[Records from a data collection]
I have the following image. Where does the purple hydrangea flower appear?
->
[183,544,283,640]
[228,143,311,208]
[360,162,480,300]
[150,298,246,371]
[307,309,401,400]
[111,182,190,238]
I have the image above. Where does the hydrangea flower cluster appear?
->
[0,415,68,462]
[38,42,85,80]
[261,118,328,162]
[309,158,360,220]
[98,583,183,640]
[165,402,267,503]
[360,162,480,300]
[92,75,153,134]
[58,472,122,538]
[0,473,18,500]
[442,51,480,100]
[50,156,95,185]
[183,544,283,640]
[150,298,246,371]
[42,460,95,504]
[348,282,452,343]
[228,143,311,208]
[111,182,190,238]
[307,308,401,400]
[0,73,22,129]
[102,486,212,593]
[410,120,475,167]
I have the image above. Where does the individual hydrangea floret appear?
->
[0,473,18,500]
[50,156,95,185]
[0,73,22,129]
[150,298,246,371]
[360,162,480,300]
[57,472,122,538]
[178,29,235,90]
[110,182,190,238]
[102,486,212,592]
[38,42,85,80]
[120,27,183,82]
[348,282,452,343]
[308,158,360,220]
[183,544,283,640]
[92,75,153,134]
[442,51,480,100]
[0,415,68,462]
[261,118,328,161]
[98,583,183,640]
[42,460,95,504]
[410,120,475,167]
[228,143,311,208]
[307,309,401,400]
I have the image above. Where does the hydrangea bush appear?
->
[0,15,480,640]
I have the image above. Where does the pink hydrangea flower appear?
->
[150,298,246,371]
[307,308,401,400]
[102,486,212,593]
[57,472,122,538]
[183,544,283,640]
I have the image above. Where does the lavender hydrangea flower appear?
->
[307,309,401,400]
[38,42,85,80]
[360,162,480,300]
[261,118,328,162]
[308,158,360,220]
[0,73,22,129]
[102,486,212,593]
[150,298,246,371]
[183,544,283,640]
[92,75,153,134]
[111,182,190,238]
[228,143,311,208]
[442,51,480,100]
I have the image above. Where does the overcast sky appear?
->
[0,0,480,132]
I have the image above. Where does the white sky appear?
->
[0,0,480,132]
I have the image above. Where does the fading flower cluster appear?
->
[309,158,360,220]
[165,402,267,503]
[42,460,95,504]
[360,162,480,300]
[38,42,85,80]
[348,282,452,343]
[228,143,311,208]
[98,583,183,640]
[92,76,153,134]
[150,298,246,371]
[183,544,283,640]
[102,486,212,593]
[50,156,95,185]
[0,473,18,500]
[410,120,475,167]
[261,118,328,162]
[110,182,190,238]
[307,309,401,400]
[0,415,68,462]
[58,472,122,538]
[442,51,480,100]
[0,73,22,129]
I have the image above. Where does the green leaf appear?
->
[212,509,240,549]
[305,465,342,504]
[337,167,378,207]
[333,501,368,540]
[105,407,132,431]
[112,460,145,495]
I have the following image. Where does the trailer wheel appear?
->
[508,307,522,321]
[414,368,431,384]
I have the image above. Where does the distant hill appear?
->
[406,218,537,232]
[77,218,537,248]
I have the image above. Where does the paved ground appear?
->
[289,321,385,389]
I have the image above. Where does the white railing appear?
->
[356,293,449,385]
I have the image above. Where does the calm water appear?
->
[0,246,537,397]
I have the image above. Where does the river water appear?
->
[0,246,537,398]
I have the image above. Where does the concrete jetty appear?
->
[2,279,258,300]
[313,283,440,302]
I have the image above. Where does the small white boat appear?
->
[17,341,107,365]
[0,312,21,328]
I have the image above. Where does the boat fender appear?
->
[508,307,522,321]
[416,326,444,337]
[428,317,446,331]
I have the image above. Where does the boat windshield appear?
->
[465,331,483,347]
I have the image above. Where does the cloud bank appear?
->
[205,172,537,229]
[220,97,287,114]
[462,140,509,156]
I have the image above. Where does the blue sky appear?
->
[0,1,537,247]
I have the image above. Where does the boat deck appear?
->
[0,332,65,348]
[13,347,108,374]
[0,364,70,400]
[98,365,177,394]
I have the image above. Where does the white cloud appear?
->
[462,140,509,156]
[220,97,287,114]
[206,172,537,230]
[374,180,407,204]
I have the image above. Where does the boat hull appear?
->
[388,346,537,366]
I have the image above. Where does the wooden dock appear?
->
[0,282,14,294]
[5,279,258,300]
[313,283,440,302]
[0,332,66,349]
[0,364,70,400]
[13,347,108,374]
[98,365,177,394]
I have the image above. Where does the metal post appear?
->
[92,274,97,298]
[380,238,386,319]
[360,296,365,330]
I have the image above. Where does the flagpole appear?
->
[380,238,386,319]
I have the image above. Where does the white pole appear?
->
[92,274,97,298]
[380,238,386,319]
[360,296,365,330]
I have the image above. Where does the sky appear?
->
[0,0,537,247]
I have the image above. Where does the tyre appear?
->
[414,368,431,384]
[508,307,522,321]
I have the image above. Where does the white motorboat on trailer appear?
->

> Direction
Please count the lines in the records that contain the word "flower" and reply with the number alone.

> Completed exercise
5